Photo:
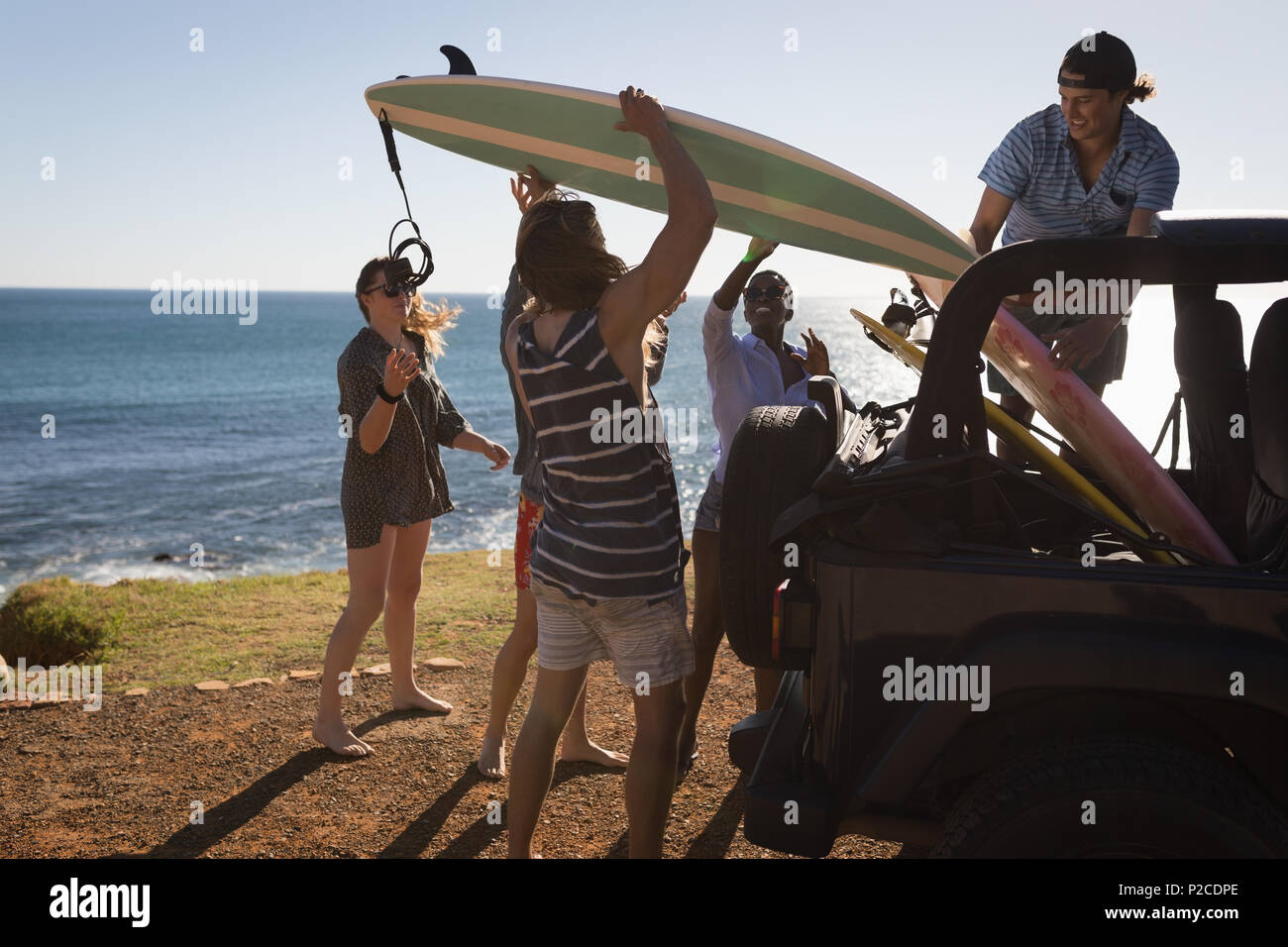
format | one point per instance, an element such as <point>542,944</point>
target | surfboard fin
<point>459,63</point>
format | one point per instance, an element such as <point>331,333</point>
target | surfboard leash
<point>399,270</point>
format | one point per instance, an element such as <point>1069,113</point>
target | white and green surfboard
<point>761,187</point>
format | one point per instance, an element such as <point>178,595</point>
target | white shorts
<point>640,638</point>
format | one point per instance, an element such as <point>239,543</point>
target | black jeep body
<point>1132,707</point>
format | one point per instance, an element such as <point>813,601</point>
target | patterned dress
<point>403,482</point>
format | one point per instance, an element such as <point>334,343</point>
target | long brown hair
<point>562,260</point>
<point>428,320</point>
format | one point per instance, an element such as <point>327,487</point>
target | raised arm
<point>716,326</point>
<point>631,302</point>
<point>990,217</point>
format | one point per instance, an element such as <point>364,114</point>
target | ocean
<point>179,429</point>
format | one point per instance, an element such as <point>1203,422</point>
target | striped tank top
<point>610,526</point>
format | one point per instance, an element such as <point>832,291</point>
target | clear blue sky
<point>224,162</point>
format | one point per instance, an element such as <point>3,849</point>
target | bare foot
<point>687,757</point>
<point>340,738</point>
<point>591,753</point>
<point>419,699</point>
<point>492,758</point>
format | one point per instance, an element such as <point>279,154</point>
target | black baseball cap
<point>1104,60</point>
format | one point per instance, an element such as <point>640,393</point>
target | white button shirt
<point>742,373</point>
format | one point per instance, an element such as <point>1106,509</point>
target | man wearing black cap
<point>1087,166</point>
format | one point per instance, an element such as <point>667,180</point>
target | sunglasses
<point>755,292</point>
<point>400,290</point>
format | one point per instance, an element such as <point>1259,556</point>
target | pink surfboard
<point>1093,429</point>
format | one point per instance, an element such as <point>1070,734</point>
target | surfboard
<point>1093,431</point>
<point>1016,433</point>
<point>771,189</point>
<point>761,187</point>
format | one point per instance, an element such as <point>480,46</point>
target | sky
<point>128,157</point>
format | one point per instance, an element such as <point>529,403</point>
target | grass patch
<point>155,633</point>
<point>56,621</point>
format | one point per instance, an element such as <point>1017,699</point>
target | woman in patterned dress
<point>398,414</point>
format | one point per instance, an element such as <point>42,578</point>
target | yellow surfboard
<point>1016,433</point>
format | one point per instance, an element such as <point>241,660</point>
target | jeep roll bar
<point>1189,250</point>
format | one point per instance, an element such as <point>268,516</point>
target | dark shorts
<point>1106,368</point>
<point>708,509</point>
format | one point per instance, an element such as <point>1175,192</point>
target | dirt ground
<point>124,780</point>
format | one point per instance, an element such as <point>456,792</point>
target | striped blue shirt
<point>1037,167</point>
<point>610,526</point>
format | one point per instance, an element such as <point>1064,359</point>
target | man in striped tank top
<point>1083,167</point>
<point>608,556</point>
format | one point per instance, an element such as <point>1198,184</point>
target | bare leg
<point>369,570</point>
<point>707,631</point>
<point>533,762</point>
<point>651,776</point>
<point>404,574</point>
<point>579,748</point>
<point>507,674</point>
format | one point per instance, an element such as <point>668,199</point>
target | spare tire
<point>774,459</point>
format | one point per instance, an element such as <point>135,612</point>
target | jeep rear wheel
<point>1115,799</point>
<point>774,459</point>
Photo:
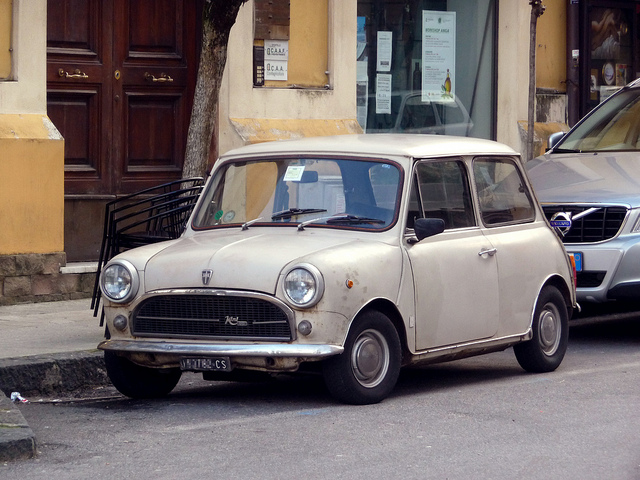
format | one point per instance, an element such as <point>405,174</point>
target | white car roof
<point>375,145</point>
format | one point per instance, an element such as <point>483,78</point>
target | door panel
<point>74,111</point>
<point>155,90</point>
<point>78,89</point>
<point>120,81</point>
<point>153,118</point>
<point>456,289</point>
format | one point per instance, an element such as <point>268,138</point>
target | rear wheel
<point>136,381</point>
<point>545,351</point>
<point>368,369</point>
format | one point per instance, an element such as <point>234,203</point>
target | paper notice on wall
<point>438,56</point>
<point>383,93</point>
<point>385,45</point>
<point>276,59</point>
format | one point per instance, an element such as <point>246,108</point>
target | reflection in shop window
<point>426,66</point>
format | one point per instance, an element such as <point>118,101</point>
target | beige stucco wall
<point>323,110</point>
<point>27,92</point>
<point>551,46</point>
<point>31,148</point>
<point>513,70</point>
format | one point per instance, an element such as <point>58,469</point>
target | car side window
<point>503,195</point>
<point>442,191</point>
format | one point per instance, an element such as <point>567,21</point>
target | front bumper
<point>236,350</point>
<point>262,357</point>
<point>615,265</point>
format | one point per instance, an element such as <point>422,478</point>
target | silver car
<point>589,187</point>
<point>348,256</point>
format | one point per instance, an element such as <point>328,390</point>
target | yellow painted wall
<point>308,45</point>
<point>31,185</point>
<point>6,20</point>
<point>551,36</point>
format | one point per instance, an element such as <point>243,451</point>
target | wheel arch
<point>558,282</point>
<point>389,309</point>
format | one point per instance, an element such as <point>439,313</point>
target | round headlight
<point>303,286</point>
<point>119,281</point>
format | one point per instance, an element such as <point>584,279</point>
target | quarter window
<point>442,191</point>
<point>503,195</point>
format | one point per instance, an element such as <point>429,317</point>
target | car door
<point>455,272</point>
<point>507,214</point>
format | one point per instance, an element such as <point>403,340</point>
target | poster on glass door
<point>438,56</point>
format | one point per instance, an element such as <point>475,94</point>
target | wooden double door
<point>120,81</point>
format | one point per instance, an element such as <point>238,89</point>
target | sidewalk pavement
<point>45,349</point>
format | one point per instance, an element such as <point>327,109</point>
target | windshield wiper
<point>354,219</point>
<point>295,211</point>
<point>566,150</point>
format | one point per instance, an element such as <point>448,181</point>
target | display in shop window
<point>438,55</point>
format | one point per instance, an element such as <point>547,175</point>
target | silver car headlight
<point>303,286</point>
<point>119,281</point>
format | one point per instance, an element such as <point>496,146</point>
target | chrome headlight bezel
<point>129,285</point>
<point>307,295</point>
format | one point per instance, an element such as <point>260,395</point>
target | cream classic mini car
<point>352,256</point>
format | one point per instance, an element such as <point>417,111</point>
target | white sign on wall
<point>438,56</point>
<point>385,48</point>
<point>276,59</point>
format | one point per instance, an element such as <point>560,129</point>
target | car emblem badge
<point>561,222</point>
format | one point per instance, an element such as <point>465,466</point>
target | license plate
<point>206,364</point>
<point>577,258</point>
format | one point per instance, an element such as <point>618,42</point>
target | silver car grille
<point>602,224</point>
<point>210,316</point>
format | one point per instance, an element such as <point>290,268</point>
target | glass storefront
<point>608,41</point>
<point>427,66</point>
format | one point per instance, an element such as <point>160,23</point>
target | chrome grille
<point>603,224</point>
<point>213,316</point>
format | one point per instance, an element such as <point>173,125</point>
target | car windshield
<point>341,193</point>
<point>614,126</point>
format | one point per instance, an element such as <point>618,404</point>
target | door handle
<point>162,78</point>
<point>76,73</point>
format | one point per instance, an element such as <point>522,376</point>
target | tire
<point>136,381</point>
<point>545,351</point>
<point>368,369</point>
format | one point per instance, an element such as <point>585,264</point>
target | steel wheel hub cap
<point>370,358</point>
<point>549,332</point>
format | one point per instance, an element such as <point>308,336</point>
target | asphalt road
<point>476,418</point>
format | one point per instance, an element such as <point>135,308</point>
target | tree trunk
<point>218,17</point>
<point>537,9</point>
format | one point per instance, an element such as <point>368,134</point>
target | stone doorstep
<point>17,440</point>
<point>72,281</point>
<point>79,267</point>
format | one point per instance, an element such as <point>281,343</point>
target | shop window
<point>610,50</point>
<point>290,43</point>
<point>427,66</point>
<point>6,22</point>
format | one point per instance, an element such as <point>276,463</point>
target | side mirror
<point>553,139</point>
<point>427,227</point>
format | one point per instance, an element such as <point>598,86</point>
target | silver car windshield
<point>614,126</point>
<point>340,193</point>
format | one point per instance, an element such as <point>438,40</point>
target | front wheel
<point>368,369</point>
<point>136,381</point>
<point>545,351</point>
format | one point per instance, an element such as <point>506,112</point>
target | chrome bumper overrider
<point>267,350</point>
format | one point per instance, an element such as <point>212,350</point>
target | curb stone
<point>52,373</point>
<point>16,437</point>
<point>41,375</point>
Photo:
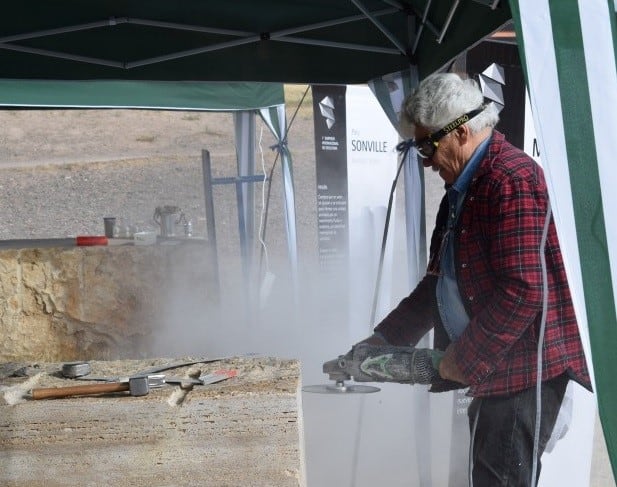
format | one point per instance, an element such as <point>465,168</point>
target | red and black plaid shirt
<point>497,259</point>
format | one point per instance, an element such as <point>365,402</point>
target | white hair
<point>441,98</point>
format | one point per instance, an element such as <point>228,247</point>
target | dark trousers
<point>504,434</point>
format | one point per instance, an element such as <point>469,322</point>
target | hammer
<point>137,386</point>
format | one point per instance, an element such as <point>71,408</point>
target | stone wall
<point>80,303</point>
<point>245,431</point>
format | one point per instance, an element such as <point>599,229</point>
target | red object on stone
<point>89,240</point>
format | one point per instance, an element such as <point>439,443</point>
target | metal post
<point>210,226</point>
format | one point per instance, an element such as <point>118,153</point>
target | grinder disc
<point>340,388</point>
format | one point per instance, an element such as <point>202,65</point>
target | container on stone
<point>167,217</point>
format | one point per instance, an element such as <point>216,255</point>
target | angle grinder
<point>380,363</point>
<point>337,371</point>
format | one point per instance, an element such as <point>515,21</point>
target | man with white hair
<point>495,291</point>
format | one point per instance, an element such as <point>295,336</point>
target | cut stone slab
<point>243,431</point>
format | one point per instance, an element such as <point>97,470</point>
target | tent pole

····················

**What is needed:** Rewrite the lines starting at the one containing "such as <point>243,451</point>" and ending at the one containing "<point>389,309</point>", putting "fender" in place of "wheel arch" and leaving everything else unchanged.

**Result of this exercise:**
format | one point per instance, an element such as <point>243,451</point>
target | fender
<point>558,282</point>
<point>389,309</point>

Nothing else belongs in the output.